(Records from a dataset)

■ ■ ■ ■ ■

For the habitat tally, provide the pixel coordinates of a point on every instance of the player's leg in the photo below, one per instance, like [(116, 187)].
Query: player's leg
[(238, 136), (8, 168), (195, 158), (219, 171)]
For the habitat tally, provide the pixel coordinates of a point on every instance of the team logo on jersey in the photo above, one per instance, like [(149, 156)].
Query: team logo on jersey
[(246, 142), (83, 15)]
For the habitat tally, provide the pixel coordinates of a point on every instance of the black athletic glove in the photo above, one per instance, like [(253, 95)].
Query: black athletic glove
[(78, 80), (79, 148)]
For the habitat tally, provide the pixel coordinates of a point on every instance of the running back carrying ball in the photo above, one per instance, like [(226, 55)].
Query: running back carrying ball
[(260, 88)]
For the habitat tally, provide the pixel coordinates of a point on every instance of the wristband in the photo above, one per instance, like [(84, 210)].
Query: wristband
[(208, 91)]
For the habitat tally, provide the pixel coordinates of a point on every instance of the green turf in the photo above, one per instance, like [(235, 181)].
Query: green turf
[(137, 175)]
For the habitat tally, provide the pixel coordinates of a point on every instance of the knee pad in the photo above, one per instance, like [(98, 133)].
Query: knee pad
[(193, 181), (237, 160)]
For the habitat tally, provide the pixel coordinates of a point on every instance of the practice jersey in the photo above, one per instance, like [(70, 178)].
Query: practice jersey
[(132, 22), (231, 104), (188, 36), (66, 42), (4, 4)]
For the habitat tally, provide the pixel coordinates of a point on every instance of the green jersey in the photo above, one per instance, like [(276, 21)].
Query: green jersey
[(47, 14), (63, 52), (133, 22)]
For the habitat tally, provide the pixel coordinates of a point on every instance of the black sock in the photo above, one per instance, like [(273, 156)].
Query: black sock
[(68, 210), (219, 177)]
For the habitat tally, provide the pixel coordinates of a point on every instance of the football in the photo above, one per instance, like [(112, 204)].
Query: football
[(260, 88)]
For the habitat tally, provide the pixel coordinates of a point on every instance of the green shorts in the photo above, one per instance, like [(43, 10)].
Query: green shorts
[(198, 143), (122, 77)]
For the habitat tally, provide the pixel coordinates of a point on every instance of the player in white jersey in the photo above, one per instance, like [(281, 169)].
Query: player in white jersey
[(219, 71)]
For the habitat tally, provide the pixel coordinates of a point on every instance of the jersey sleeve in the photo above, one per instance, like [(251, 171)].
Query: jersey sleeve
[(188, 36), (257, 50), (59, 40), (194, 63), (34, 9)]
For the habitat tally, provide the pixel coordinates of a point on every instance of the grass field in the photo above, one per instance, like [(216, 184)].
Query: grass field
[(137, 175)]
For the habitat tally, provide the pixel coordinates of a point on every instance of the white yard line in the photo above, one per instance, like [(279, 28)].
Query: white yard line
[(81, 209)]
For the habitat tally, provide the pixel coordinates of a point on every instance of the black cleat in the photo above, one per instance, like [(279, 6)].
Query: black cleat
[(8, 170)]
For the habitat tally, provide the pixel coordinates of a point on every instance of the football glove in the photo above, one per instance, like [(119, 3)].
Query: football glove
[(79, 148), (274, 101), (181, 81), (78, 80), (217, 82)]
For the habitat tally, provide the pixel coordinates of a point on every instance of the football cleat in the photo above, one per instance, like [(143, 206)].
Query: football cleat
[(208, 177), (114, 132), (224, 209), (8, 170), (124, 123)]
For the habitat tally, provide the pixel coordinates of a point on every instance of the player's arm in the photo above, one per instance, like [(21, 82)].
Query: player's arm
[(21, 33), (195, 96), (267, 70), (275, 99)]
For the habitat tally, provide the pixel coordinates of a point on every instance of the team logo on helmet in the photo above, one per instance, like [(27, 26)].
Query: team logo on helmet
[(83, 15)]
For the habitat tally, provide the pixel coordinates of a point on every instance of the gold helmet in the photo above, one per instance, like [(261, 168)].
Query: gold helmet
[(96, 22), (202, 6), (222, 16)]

■ ■ ■ ■ ■

● What you will do:
Starting with the line that holds "Query: practice jersey" and ending with the line that holds "like [(276, 21)].", retype every line in the data above exactly, and nothing else.

● Written solution:
Query: practice jersey
[(132, 22), (231, 104), (188, 36), (66, 42), (4, 4)]
For the habitat tally, provide the pixel coordinates of a point on every instance of the green jersey in the photo above, one per instance, like [(276, 21)].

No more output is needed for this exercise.